SELECTION →
***

The civil war which occurred in Burundi in 1993 left a negative impact on different aspects of the social sector, including the judiciary. Minors accused of crime have been particularly affected by this. Even though there is progress being made, these negative consequences can still be seen, especially when it comes to juveniles accused of crime.
Burundi signed and ratified the convention on child rights in 1990. But until now the situation has not yet improved in practice. The penal code of 2009 has brought about many reforms in the protection of minors, including raising the age of penal responsibility from 13 to 15. Under these new provisions, if the minor had been sentenced to life imprisonment, he must be resentenced to between five and ten years of penal servitude; if the minor incurs a time sentence or a fine, the penalties that can be imposed against him may not exceed four years.
With this new penal code, many measures of protection of the minor accused of crime have been provided, such as: warning, reminder of the law; returning them to their parents, guardians or an otherwise trustworthy person; providing educational assistance; institutionalization in a social institution, school or other educational institution authorized by the court. These measures must intend to match the imprisonment with a measure of protection such as educational assistance or institutional care.

***

GIVEN INSTRUCTION 1 →
Repeat from the passage on juvenile justice in Burundi everything between "Burundi signed and" and "exceed four years.", inclusive.
GIVEN INSTRUCTION 2 →
Can you render the record lines between the lines holding "Quick — box forearm." and "[144,0,634,127]", inclusive, as a Markdown table with the columns Row and Entry, leaving out any blank lines?

[Dataset entries]

***

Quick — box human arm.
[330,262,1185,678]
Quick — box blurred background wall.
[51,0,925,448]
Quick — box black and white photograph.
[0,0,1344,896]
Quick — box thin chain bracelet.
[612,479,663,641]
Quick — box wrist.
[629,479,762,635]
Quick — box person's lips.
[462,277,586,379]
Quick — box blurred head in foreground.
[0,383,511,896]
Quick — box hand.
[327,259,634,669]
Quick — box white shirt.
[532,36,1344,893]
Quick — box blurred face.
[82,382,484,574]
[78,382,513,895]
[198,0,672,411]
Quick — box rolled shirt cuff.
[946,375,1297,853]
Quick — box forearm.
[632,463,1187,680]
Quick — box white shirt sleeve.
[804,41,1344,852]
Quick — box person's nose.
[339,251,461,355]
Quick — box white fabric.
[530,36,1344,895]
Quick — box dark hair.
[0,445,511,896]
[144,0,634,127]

***

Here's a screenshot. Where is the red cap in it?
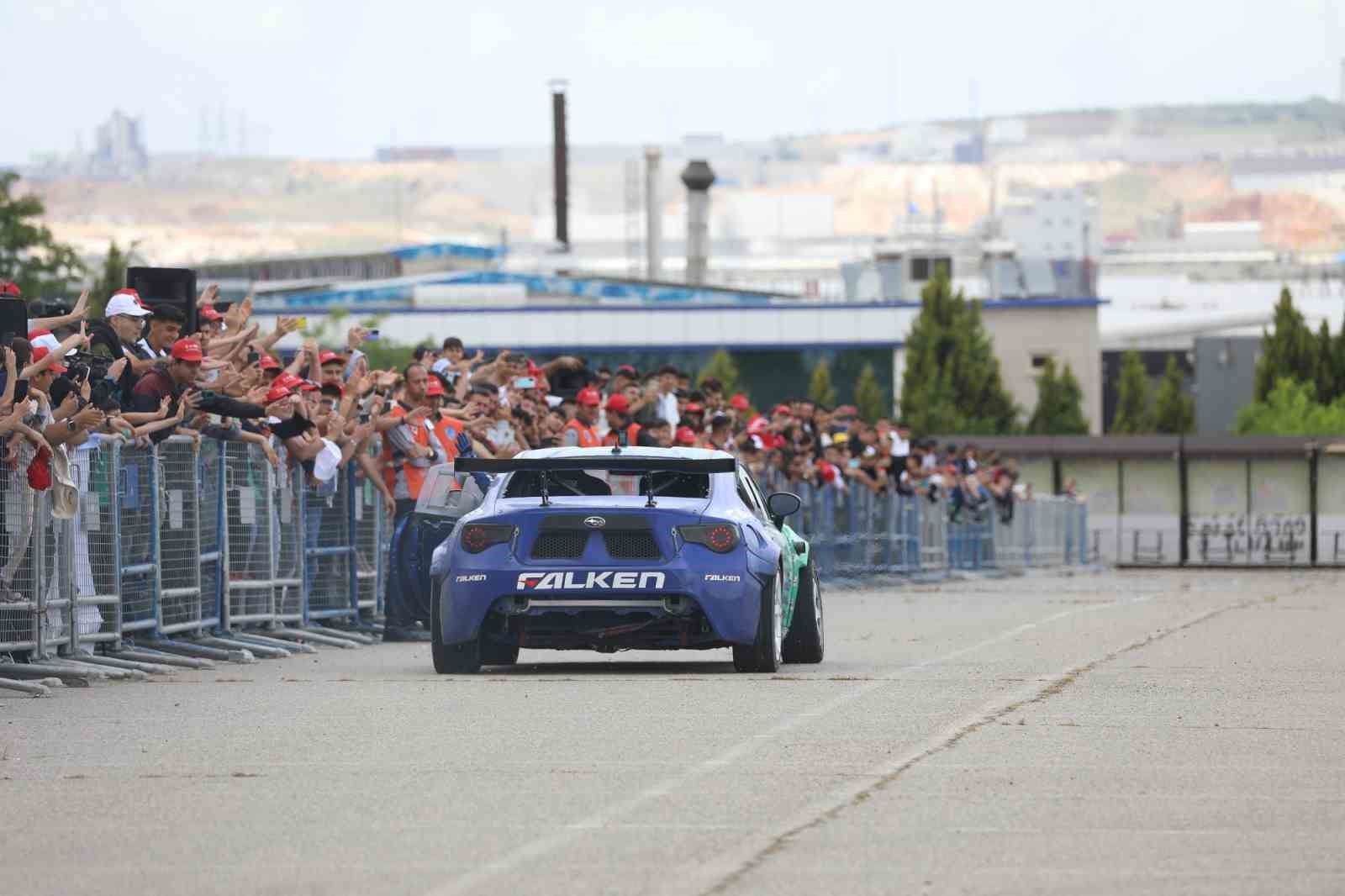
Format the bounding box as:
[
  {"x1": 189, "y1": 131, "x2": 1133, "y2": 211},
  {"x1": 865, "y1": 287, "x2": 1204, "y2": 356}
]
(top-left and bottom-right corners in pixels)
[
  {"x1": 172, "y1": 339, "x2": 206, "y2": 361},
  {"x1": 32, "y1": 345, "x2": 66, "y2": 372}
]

***

FINAL ANSWER 1 →
Burundi signed and ratified the convention on child rights in 1990. But until now the situation has not yet improved in practice. The penal code of 2009 has brought about many reforms in the protection of minors, including raising the age of penal responsibility from 13 to 15. Under these new provisions, if the minor had been sentenced to life imprisonment, he must be resentenced to between five and ten years of penal servitude; if the minor incurs a time sentence or a fine, the penalties that can be imposed against him may not exceed four years.

FINAL ANSWER 2 →
| Row | Entry |
|---|---|
| 1 | Quick — box forearm. |
| 2 | [632,463,1187,680] |
| 3 | Quick — box white shirt sleeve. |
| 4 | [804,41,1344,852] |
| 5 | Quick — box person's nose. |
| 6 | [339,251,461,355] |
| 7 | Quick — box white fabric. |
| 8 | [530,36,1344,895] |
| 9 | Quick — box dark hair. |
| 10 | [0,445,511,896] |
| 11 | [144,0,634,127] |